Lay out the records from the start through the line containing "[85,156,95,170]", inclusive, as a two-column CSV headed query_text and boxes, with one row per record. Place each record's text and its answer in their own quoted fields, with line breaks replaced by spaces.
========
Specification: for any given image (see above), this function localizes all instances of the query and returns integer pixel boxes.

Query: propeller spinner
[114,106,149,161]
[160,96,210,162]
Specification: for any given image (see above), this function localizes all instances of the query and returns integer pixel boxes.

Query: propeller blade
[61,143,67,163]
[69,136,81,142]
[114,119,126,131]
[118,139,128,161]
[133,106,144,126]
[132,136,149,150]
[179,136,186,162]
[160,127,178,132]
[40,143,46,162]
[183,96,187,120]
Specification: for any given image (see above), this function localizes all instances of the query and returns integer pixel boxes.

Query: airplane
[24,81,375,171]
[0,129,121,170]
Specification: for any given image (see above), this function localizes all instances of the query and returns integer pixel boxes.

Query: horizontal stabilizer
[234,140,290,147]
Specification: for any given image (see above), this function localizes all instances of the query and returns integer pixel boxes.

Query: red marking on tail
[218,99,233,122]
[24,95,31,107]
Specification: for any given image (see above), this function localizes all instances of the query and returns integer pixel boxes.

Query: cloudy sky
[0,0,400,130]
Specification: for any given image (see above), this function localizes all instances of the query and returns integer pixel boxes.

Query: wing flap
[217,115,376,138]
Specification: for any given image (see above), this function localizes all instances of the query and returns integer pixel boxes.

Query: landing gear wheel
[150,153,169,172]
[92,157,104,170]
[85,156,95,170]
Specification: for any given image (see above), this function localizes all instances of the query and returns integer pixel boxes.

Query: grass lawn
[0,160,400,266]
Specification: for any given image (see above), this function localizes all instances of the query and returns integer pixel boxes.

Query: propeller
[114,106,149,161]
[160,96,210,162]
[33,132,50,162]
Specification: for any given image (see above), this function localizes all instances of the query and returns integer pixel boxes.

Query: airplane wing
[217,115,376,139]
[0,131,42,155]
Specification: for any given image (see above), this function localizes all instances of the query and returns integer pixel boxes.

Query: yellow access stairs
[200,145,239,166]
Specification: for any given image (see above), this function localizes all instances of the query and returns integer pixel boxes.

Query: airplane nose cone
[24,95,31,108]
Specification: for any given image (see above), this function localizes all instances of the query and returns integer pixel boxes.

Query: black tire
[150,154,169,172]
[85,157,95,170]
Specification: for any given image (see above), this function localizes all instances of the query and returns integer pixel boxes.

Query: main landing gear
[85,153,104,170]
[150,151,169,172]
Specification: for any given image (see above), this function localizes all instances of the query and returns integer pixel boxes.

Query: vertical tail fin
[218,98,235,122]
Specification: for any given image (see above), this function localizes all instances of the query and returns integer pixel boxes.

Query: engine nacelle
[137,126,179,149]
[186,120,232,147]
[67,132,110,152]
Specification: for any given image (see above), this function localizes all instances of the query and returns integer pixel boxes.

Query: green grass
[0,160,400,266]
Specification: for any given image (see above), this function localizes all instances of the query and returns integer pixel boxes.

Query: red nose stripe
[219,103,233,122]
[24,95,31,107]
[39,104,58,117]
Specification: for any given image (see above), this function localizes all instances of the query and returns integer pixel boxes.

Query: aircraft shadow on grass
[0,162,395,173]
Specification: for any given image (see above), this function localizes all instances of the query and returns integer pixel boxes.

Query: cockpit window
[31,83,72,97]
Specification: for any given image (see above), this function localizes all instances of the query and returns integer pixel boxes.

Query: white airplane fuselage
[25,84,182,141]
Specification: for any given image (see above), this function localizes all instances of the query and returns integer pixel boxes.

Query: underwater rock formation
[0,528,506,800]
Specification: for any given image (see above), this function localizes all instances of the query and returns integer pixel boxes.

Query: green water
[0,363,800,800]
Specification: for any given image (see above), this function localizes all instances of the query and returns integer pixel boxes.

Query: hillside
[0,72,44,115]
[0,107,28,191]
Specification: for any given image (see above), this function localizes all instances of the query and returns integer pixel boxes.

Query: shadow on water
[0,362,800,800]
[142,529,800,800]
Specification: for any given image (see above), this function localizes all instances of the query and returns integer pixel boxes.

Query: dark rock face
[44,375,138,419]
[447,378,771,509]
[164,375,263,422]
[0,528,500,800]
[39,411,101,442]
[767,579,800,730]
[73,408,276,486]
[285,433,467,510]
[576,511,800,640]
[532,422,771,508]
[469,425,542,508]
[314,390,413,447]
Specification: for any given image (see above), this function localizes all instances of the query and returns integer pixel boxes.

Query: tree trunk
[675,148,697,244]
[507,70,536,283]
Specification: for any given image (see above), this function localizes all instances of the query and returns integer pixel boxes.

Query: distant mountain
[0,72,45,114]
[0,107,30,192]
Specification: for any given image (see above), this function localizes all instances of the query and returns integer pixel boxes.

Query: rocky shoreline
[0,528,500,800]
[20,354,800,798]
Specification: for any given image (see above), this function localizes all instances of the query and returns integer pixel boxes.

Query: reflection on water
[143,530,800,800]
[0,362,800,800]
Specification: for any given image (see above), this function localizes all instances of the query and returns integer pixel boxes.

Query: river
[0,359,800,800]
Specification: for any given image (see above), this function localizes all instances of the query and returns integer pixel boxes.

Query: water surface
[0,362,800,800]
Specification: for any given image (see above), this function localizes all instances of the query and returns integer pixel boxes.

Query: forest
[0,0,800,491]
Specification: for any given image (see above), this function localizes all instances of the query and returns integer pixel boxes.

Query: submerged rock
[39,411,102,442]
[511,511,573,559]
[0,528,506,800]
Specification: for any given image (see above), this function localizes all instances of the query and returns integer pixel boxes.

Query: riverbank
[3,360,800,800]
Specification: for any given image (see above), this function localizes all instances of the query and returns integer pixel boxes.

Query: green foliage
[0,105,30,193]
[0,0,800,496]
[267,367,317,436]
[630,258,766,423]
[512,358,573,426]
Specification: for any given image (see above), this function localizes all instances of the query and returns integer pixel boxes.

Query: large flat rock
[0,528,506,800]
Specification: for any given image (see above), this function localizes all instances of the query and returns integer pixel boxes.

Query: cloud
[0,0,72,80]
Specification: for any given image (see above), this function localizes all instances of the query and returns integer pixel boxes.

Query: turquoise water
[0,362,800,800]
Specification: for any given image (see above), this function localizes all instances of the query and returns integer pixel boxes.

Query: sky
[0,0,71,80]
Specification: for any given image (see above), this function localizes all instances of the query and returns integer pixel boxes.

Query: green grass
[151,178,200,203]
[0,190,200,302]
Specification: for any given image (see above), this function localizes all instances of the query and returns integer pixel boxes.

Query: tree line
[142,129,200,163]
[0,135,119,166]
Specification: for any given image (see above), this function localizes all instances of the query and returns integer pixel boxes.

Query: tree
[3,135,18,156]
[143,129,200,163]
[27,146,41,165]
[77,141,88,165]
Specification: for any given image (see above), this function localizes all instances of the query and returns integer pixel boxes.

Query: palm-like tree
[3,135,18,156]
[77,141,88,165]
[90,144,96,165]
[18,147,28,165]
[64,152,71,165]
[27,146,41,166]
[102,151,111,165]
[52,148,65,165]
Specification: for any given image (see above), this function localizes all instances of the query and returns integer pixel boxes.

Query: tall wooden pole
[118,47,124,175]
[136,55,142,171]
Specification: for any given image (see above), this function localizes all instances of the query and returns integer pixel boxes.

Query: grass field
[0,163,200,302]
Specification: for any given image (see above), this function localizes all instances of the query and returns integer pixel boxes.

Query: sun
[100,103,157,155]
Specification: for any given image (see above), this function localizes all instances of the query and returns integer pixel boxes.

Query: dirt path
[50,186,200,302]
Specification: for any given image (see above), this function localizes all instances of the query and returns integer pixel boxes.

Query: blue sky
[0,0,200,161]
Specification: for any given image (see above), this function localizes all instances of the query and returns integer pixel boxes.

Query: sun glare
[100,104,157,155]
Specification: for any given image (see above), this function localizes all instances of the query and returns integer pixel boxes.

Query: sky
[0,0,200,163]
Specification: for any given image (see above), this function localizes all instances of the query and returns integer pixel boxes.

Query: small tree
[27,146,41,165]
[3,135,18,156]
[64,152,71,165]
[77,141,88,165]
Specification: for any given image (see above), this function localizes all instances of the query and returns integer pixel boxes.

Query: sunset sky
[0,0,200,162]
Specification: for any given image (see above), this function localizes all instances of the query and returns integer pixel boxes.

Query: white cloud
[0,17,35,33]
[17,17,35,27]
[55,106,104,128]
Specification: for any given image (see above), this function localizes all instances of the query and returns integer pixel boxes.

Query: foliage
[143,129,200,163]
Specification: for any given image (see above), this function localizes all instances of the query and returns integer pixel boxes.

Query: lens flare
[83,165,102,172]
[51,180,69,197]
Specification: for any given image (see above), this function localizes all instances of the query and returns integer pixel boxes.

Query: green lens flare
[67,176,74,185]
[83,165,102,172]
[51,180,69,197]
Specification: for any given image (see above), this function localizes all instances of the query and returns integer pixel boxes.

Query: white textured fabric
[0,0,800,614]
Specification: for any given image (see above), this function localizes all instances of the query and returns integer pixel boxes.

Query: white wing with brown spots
========
• _Final result_
query_text,boxes
"Specification: for any given image (see above), this function localizes all instances of the query and returns integer pixel boxes. Query: propeller spinner","[114,106,149,161] [160,96,210,162]"
"Specification: for any given image (see above), this function localizes all instances of the query and returns integer pixel boxes. Query: propeller blade","[61,143,67,163] [69,136,81,142] [114,119,126,131] [118,139,128,161] [133,106,144,126] [132,136,149,150] [179,136,186,162] [160,127,178,132] [40,143,46,162] [183,96,187,120]"
"Specification: for any given image (see above), this function localizes all instances of the query and returns integer pixel boxes. Query: airplane","[24,81,375,171] [0,129,121,170]"
"Specification: for any given image (see above), this function localizes all instances of the query and returns integer pixel boxes. Query: horizontal stabilizer","[234,140,290,147]"
"Specification: for any given image (see above), this function localizes all instances of the query and returns integer pixel boxes. Query: red marking on tail","[218,99,233,122] [24,95,31,107]"
"Specification: for any given image (see above), this function localizes all instances of the query and returns integer pixel boxes. Query: cloudy sky","[0,0,400,130]"
"Specification: for any given image (see above), this function localizes all instances of the query and returns integer pixel boxes. Query: wing flap","[217,115,376,138]"
"Specification: for any given image (see above), this function localizes all instances of the query and returns integer pixel boxes. Query: landing gear wheel","[150,153,169,172] [92,157,104,170] [85,156,95,170]"